■ YOUR TASK
Starting at the beginning of the listing and ending at the line that contains "M 160 177 L", copy out every line again, and shift each coordinate in the answer outlines by adding 96 to it. Leave all other lines unchanged.

# DATASET RECORDS start

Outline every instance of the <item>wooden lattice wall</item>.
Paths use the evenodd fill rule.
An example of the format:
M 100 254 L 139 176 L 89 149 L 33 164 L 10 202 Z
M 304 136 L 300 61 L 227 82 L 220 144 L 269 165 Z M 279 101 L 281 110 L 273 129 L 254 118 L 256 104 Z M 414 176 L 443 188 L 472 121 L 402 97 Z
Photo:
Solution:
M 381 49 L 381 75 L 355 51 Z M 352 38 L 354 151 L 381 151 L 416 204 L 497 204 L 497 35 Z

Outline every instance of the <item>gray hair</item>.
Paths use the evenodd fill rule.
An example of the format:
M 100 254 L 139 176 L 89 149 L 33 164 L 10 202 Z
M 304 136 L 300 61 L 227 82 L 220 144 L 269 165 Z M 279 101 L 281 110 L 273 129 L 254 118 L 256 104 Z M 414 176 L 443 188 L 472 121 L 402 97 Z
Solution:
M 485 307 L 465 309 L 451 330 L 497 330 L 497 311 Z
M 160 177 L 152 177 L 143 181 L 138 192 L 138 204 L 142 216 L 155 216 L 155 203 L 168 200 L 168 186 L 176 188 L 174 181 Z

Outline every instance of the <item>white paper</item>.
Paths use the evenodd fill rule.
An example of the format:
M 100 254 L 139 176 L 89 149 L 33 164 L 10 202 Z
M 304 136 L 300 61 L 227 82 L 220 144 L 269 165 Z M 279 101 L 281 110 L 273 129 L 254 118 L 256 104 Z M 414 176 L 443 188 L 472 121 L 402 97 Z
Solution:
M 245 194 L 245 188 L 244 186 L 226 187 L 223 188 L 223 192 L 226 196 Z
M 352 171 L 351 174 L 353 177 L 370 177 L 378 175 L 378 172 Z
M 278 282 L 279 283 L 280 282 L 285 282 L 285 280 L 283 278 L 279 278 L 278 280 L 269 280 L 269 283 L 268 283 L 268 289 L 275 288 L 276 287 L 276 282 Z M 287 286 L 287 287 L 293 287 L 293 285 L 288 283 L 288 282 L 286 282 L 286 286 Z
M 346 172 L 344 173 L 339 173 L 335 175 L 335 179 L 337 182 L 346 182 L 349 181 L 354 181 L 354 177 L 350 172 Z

# DATASET RECORDS end

■ EXERCISE SOLUTION
Outline every instance of the <item>wooden lattice wall</item>.
Paths use the evenodd fill rule.
An example of the format:
M 100 254 L 139 176 L 89 149 L 33 164 L 10 202 Z
M 304 136 L 300 61 L 227 82 L 220 144 L 269 165 Z M 279 101 L 281 110 L 273 129 L 254 118 L 256 104 Z M 414 176 L 443 188 L 472 121 L 402 97 Z
Photo:
Solution:
M 477 145 L 477 171 L 451 147 Z M 448 134 L 450 247 L 477 247 L 512 300 L 593 300 L 593 131 Z

Outline every instance of the <item>gray hair</item>.
Paths use the evenodd fill rule.
An example of the format:
M 100 254 L 139 176 L 89 149 L 33 164 L 10 202 Z
M 304 136 L 300 61 L 227 82 L 220 144 L 269 165 Z M 279 101 L 281 110 L 273 129 L 254 118 L 256 104 Z M 414 176 L 443 188 L 472 121 L 402 97 Z
Solution:
M 581 403 L 561 405 L 547 426 L 593 426 L 593 407 Z
M 256 273 L 248 273 L 239 277 L 234 288 L 234 300 L 238 312 L 251 312 L 251 299 L 264 296 L 264 282 L 272 284 L 270 277 Z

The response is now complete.